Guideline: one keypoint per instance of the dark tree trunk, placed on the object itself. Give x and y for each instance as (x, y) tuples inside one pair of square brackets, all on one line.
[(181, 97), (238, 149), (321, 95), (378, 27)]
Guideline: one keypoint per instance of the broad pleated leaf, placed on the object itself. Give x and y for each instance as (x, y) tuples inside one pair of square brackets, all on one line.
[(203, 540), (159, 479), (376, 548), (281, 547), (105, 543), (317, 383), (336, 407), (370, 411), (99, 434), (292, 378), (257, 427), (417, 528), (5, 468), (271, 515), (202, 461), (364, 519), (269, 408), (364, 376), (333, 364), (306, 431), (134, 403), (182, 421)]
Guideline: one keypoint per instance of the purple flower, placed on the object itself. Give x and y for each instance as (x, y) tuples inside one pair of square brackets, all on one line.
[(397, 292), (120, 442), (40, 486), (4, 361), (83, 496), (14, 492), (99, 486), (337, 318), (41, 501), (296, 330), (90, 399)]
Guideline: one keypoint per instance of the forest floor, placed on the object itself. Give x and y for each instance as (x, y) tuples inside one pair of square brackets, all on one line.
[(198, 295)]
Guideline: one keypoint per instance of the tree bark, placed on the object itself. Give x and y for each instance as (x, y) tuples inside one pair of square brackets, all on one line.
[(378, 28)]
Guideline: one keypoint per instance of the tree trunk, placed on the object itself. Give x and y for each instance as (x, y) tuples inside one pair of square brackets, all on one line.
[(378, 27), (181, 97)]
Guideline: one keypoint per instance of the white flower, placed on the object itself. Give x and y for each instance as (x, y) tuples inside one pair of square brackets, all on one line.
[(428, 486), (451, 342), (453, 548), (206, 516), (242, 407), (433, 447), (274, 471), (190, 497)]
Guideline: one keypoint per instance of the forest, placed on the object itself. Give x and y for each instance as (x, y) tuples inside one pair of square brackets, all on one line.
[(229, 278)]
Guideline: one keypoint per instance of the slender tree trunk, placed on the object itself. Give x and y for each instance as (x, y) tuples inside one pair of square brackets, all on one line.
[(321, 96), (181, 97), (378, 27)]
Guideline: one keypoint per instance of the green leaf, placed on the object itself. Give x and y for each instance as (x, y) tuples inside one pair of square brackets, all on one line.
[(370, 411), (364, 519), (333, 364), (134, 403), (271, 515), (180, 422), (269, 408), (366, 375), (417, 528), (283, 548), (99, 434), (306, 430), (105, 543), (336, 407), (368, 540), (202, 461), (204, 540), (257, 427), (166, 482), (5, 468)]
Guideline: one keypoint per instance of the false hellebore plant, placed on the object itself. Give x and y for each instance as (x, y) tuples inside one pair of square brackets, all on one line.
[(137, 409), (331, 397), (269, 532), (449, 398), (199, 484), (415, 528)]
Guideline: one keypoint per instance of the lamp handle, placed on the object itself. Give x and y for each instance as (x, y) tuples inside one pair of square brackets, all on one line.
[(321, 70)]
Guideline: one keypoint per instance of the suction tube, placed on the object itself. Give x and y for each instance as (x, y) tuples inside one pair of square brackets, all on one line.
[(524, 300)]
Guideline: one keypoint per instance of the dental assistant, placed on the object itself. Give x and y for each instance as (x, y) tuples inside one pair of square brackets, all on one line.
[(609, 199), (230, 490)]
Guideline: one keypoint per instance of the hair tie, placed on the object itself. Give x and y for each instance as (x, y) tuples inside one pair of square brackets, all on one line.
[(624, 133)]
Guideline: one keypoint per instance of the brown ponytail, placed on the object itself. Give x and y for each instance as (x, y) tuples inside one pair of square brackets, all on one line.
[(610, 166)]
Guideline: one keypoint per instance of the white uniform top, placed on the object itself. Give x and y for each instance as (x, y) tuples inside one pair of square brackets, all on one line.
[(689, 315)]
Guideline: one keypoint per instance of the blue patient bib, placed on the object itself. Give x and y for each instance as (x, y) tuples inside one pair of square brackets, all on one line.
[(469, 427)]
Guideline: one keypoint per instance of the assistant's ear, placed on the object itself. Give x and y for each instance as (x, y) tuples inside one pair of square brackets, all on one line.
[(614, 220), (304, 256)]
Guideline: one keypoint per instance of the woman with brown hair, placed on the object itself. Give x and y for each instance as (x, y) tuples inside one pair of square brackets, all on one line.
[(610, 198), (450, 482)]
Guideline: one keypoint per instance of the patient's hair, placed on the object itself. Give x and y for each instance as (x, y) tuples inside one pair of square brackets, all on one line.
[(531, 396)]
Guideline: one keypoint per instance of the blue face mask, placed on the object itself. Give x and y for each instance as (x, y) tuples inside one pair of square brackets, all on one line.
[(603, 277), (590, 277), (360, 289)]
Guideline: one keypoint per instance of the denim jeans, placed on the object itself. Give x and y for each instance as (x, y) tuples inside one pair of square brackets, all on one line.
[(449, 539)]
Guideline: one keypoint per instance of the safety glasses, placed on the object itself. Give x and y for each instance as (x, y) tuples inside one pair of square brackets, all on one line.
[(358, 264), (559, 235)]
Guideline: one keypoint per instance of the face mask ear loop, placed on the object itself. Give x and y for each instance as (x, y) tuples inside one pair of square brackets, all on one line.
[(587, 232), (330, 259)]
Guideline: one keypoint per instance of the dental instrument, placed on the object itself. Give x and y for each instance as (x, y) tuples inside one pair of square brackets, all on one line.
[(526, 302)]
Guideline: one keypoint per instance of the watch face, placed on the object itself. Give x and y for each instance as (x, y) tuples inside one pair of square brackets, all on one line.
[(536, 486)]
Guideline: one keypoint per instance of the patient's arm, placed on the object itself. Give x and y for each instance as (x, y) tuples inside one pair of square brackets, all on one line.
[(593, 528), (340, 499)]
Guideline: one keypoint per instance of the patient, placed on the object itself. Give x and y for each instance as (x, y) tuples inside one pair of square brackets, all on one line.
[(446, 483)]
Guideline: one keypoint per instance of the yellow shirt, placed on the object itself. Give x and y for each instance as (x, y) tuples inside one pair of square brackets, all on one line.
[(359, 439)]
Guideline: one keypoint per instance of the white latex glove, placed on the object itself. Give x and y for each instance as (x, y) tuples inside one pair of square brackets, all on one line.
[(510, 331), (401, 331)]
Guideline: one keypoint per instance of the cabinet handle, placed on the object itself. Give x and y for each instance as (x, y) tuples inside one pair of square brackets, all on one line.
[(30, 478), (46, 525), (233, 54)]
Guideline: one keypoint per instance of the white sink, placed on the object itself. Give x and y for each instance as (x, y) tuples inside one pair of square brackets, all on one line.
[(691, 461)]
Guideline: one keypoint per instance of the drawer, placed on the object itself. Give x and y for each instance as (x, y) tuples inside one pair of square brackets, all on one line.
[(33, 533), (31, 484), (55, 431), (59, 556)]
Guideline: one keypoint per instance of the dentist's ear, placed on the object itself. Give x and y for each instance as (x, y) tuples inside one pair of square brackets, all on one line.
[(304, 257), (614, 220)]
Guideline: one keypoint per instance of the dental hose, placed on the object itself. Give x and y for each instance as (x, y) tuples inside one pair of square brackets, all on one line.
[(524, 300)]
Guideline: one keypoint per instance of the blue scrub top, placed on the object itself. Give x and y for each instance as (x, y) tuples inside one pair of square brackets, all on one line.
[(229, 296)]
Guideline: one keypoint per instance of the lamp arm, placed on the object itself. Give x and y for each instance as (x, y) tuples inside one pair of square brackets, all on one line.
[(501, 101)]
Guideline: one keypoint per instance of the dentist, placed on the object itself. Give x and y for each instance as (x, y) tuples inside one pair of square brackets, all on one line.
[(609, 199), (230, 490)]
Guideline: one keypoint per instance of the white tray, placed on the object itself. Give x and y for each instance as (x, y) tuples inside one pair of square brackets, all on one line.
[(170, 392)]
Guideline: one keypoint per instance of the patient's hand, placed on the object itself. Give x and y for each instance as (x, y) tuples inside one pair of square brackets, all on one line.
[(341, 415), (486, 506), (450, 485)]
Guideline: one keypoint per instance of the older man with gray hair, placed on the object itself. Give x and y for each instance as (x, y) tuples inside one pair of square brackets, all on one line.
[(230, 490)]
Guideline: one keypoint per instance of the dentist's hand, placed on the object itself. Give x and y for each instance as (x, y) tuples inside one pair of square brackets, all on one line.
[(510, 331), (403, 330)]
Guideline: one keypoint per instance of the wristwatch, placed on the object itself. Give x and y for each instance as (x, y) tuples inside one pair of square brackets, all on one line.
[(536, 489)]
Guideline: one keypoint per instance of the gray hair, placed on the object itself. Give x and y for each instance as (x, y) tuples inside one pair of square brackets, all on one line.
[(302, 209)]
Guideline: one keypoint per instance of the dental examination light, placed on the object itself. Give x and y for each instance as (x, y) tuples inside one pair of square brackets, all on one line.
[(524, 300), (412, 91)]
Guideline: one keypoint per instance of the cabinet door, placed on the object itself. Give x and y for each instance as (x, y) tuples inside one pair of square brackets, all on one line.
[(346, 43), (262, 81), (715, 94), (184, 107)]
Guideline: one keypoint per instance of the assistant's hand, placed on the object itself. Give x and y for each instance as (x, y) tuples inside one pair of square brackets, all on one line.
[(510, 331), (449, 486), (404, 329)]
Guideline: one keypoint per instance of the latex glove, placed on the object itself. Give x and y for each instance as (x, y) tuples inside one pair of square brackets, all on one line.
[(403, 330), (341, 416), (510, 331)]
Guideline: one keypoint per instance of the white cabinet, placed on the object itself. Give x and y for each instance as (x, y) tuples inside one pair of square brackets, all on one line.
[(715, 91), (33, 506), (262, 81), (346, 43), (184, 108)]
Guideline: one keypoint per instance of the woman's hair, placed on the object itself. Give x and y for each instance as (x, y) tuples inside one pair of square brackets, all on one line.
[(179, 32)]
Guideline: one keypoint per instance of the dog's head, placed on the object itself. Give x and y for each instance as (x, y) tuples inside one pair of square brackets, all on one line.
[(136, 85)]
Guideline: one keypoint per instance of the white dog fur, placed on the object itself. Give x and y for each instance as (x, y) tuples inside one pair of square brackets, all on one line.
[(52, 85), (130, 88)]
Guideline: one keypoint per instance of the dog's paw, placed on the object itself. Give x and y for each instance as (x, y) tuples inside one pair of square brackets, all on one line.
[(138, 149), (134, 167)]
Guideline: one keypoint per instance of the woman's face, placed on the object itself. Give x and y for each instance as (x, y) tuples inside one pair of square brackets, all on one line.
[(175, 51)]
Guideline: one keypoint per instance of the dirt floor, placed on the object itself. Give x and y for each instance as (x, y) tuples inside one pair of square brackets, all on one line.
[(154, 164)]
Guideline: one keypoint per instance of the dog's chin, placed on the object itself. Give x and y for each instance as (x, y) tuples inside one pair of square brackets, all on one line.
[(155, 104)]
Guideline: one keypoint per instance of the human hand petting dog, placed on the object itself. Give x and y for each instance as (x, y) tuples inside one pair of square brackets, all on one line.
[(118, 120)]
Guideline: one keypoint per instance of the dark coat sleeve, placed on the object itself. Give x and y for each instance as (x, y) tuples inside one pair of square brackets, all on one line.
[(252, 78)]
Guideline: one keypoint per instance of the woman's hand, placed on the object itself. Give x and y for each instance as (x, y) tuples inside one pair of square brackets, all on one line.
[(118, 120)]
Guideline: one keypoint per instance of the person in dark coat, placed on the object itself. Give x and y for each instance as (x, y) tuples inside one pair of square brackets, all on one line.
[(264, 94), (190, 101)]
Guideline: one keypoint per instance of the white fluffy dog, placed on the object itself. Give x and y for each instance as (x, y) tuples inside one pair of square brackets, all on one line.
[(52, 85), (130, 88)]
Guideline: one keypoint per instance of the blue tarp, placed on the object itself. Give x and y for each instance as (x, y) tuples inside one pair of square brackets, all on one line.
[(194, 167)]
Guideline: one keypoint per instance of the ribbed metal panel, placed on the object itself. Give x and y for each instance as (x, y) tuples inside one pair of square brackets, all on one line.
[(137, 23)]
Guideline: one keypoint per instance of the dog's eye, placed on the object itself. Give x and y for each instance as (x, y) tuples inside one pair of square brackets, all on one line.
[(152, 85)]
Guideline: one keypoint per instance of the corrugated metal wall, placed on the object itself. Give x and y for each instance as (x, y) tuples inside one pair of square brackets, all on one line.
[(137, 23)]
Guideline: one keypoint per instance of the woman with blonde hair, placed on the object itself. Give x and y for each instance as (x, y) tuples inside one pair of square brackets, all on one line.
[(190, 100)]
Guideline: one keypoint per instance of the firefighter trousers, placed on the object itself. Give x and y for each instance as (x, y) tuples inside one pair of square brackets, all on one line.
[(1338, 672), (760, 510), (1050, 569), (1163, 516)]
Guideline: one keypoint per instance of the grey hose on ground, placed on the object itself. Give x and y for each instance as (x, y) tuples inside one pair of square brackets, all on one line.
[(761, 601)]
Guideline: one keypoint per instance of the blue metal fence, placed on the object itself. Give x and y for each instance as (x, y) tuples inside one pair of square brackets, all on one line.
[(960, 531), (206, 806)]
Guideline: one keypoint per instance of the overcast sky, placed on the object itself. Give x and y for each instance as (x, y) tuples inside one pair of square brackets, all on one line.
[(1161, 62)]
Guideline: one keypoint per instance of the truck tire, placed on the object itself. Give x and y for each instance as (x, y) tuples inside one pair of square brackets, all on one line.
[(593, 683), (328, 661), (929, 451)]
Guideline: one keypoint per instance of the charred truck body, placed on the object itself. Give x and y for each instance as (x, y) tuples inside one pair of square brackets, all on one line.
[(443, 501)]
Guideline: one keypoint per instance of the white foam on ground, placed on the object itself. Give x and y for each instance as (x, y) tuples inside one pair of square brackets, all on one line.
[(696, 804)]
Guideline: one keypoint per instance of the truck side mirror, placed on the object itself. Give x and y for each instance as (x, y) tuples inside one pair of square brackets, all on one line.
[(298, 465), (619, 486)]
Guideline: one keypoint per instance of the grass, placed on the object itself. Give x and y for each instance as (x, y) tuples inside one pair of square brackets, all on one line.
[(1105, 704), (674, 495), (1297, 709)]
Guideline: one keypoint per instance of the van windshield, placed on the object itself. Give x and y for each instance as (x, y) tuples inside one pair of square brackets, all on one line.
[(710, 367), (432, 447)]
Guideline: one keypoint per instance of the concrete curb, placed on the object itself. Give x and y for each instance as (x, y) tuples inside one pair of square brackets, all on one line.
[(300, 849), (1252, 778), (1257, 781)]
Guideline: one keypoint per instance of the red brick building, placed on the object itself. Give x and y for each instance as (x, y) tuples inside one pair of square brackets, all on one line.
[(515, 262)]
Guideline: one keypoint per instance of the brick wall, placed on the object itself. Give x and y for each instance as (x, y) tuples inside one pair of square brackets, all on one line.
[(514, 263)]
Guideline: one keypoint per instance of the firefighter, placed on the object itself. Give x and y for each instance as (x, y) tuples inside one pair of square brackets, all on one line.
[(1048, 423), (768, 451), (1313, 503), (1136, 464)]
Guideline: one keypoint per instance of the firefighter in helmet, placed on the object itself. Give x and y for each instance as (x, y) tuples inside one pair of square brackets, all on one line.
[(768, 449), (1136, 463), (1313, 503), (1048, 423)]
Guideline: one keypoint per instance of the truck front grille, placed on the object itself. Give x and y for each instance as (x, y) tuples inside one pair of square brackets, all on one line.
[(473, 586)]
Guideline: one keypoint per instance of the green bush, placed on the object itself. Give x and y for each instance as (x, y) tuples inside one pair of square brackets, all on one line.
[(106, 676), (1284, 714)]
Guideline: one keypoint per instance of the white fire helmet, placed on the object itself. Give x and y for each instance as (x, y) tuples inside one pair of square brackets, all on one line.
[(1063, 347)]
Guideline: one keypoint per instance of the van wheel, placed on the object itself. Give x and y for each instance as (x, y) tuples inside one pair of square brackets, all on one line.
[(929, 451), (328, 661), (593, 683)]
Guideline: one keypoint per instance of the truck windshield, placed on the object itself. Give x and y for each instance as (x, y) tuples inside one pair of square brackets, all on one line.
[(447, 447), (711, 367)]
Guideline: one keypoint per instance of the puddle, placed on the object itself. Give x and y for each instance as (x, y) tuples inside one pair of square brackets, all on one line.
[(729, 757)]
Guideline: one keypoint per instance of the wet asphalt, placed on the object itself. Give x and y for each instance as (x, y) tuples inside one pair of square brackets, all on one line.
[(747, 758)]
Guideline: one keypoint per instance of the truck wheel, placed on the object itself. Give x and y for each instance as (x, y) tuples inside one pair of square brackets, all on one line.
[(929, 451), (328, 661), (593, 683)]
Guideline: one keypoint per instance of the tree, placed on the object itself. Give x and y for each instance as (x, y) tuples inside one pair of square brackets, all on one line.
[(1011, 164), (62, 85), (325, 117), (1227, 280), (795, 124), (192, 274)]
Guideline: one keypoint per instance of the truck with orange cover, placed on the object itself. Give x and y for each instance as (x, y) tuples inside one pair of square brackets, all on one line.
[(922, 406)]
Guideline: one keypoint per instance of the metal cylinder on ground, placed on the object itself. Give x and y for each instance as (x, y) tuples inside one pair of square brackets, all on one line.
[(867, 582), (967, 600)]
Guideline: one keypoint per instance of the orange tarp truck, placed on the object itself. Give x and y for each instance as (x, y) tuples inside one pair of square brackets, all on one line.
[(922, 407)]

____

→ **Problem statement**
Starting with the line that contains "Guideline: one keypoint per instance of the truck with", write out each line through the end of the listing, exactly as it appears, and include nothing else.

→ **Reply to the task**
Guideline: one keypoint per instance of the truck with orange cover, placed on the object itself. Give x and y for each instance as (x, y) tuples inside one pair of square brackets, all on one line.
[(922, 406)]
Guideline: one keypoint per instance of the metal cylinder on ground, placed on the object itself. Give x and y for each instance as (x, y) tuples inside one pair of square brackets, all on one line.
[(867, 582), (967, 600)]
Guideline: one keypoint per instance of the orange tarp truck, placed on the object itself. Give x and y for each instance as (x, y) tuples inside one pair of square brackets, all on one line.
[(922, 407)]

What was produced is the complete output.